__Data listing__:

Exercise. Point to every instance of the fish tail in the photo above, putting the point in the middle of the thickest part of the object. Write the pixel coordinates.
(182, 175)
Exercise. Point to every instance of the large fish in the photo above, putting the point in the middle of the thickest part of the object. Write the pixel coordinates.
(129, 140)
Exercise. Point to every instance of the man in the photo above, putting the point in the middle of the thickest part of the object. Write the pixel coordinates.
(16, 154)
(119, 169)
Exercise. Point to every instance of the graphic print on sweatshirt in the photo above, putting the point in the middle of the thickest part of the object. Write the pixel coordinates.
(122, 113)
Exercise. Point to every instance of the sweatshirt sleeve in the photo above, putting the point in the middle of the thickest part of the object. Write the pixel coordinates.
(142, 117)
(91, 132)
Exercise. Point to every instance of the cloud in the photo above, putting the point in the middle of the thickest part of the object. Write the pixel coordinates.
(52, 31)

__Work to be completed__:
Rewrite all the entries above with "thickest part" replaced by "widest part" and everything else left the same.

__Response to the exercise__:
Exercise. Point to every instance of the fish tail in the photo above, putting the point in the middle of the widest part of the object. Write the pixel coordinates.
(182, 175)
Exercise. Point to every instance of the large fish in the photo above, putting the point in the middle of the widest part of the object. Write the pixel coordinates.
(129, 140)
Exercise. Point to every instance of the man in the photo above, putting the point in the middle of the widest part of the object. Write the pixel coordinates.
(16, 154)
(119, 169)
Exercise. Point to every instance of the graphic print on sweatshirt in the photo above, putting the point in the middle of the widest part of the object. Write the pixel coordinates.
(122, 113)
Exercise. Point to every instance of the sweatshirt sleeve in the photo above, putting the point in the middle of the widest part of the object. Write the pixel coordinates.
(142, 117)
(91, 132)
Exercise. Point to every instance of the cloud in the photo above, putting the point in the middle of the widest part of the object. Write the pixel coordinates.
(52, 31)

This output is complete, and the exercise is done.